Tekstfragment:
▬▬▬
4.2 In (onder meer) de artikelen 46c en 46d van de Advocatenwet is geregeld wat ten
aanzien van de klachtbehandeling van een deken wordt verlangd. Die wettelijke bepalingen
zijn nader uitgewerkt in de door de deken gehanteerde ‘Leidraad houdende regels inzake dekenale klachtbehandeling’. Hoe een onderzoek naar een tuchtklacht dient plaats te vinden is niet wettelijk
geregeld, hetgeen betekent dat de deken een grote mate van vrijheid toekomt in de
inrichting van dat onderzoek en bij het bepalen van de reikwijdte ervan.
Klachtonderdeel a)
4.3 Klaagsters verwijten verweerder dat hij hun klachten, ondanks verschillende verzoeken
daartoe, niet onmiddellijk aan de Raad van Discipline heeft doorgezonden. De voorzitter
volgt klaagsters hierin niet. Ingevolge het bepaalde in artikel 46c tweede en derde
lid Advocatenwet brengt de deken een klacht pas ter kennis van de raad nadat hij een
onderzoek naar die klacht heeft ingesteld. Dit volgt ook uit de wetsgeschiedenis.
Bij Wet van 1 oktober 2014 (stb. 2014, 354) is de Advocatenwet gewijzigd. De memorie
van toelichting (Kamerstukken II 2009/2010, 32382, nr. 3, p. 31 e.v.) bij het wetsvoorstel
dat heeft geleid tot deze wet houdt met betrekking tot de wijziging van artikel 46e
Advocatenwet het volgende in:
“Deze wijziging verduidelijkt dat de deken altijd een klacht moet onderzoeken alvorens deze aan de raad van discipline ter kennis te brengen, ook in het geval de klager de deken om onmiddellijke doorzending verzoekt en ook in het geval de deken een minnelijke schikking ongewenst of onmogelijk acht. Het onderzoek komt een zinvolle behandeling van de zaak door de raad van discipline ten goede. In de praktijk blijkt dat de huidige tekst van het eerste lid bij met name klaagsters soms het misverstand oproept dat de deken een klacht niet zou mogen onderzoeken als de klager om directe doorzending aan de raad van discipline verzoekt. Ook met betrekking tot het tweede lid kan dit misverstand rijzen. Om deze misverstanden te vermijden wordt de tekst van deze leden aangepast”.
▬▬▬
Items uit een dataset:
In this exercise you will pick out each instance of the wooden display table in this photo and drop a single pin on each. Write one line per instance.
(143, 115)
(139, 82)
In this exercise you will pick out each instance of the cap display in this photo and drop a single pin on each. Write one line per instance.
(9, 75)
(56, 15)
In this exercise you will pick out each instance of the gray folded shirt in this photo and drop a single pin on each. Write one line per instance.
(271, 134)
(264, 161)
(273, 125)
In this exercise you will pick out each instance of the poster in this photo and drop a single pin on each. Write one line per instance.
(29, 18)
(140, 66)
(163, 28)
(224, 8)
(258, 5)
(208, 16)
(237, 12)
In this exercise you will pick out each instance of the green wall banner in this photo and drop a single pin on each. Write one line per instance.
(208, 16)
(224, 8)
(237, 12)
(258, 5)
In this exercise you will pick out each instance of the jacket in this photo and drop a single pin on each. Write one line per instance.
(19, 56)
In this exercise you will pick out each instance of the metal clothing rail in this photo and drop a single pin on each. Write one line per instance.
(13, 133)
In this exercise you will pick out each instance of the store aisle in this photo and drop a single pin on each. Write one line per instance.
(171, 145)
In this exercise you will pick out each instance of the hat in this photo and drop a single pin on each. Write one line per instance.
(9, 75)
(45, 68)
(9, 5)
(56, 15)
▬▬▬
Te beantwoorden vragen:
#1 Vat de tekst over de dekenale klachtbehandeling samen in twee zinnen.
#2 Kopieer uit de tekst over de dekenale klachtbehandeling het gedeelte dat begint bij "Klachtonderdeel a)" en eindigt bij "uit de wetsgeschiedenis.".
#3 Pak de tekst over de dekenale klachtbehandeling op waar die eindigt en schrijf hem verder.
De vermeldingen staan los van de tekst over de dekenale klachtbehandeling.

Antwoorden oefening:
#1 De Advocatenwet regelt in onder meer de artikelen 46c en 46d wat van een deken bij klachtbehandeling wordt verlangd, maar niet hoe het onderzoek moet verlopen, zodat de deken daarin veel vrijheid heeft. De voorzitter volgt klaagsters niet in hun verwijt dat verweerder hun klachten niet onmiddellijk aan de Raad van Discipline heeft doorgezonden, omdat de deken volgens de wet en de wetsgeschiedenis een klacht pas na onderzoek aan de raad voorlegt.

#2
Klachtonderdeel a)
4.3 Klaagsters verwijten verweerder dat hij hun klachten, ondanks verschillende verzoeken
daartoe, niet onmiddellijk aan de Raad van Discipline heeft doorgezonden. De voorzitter
volgt klaagsters hierin niet. Ingevolge het bepaalde in artikel 46c tweede en derde
lid Advocatenwet brengt de deken een klacht pas ter kennis van de raad nadat hij een
onderzoek naar die klacht heeft ingesteld. Dit volgt ook uit de wetsgeschiedenis.

#3
4.4 Gelet op het voorgaande is de voorzitter van oordeel dat verweerder niet tuchtrechtelijk
verwijtbaar heeft gehandeld. Dit klachtonderdeel wordt daarom kennelijk ongegrond
verklaard.
Klachtonderdeel b)
4.5 Klaagsters verwijten verweerder dat hij vooringenomenheid heeft getoond door in
een e-mail aan te geven dat er ten aanzien van de klacht van klaagsters mogelijk sprake
is van het ne bis in idem-beginsel. De voorzitter overweegt dat een dekenstandpunt
een eigen visie op de klachtzaak van een deken is waaraan de tuchtrechter, die de
klacht moet beoordelen, niet is gebonden. Het staat een deken vrij om zijn visie over
een klacht te geven en dat is in de praktijk ook zeer gebruikelijk. Door dat te doen
heeft verweerder dan ook niet tuchtrechtelijk verwijtbaar gehandeld. Dit klachtonderdeel
wordt kennelijk ongegrond verklaard.
Klachtonderdeel c)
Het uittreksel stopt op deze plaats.